Task instructions:
From the line containing "Target: blue sky" through the final line of the records, reproduce every line exactly.

Task input:
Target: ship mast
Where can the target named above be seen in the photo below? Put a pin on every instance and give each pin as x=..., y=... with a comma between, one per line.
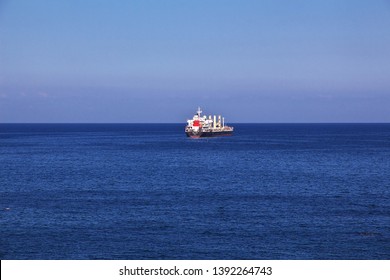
x=199, y=112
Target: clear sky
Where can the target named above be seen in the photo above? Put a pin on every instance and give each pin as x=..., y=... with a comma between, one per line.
x=157, y=61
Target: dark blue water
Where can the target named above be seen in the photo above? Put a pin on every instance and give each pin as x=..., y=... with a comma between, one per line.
x=128, y=191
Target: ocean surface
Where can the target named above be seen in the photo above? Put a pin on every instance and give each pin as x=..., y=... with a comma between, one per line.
x=132, y=191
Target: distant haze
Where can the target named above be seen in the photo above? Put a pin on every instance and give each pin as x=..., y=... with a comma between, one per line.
x=157, y=61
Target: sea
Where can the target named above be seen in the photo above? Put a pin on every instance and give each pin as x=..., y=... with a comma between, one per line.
x=146, y=191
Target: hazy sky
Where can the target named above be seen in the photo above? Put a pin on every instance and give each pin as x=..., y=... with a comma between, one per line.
x=157, y=61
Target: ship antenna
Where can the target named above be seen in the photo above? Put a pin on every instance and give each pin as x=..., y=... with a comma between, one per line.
x=199, y=111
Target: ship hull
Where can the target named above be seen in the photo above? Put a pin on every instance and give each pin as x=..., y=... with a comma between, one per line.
x=208, y=134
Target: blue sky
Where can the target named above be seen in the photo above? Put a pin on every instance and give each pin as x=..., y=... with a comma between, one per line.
x=157, y=61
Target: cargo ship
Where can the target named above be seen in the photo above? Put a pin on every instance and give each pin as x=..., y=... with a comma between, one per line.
x=203, y=126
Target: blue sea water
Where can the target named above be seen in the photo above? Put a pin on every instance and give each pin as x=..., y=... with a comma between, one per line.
x=132, y=191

Written solution:
Target: blue sky
Where can the target named above be seen in the photo above? Put a pin on every instance and give each pin as x=..., y=... with a comma between, one per line.
x=157, y=61
Target: cargo ship
Where can the target named above be seen in the photo above? Put a pin on every instance and give each pin as x=..., y=... with a comma between, one per line.
x=203, y=126
Target: blue sea water
Where can the target named above be seen in the photo above? Put a pin on every instance and give each pin as x=..., y=... with a comma between, one per line.
x=132, y=191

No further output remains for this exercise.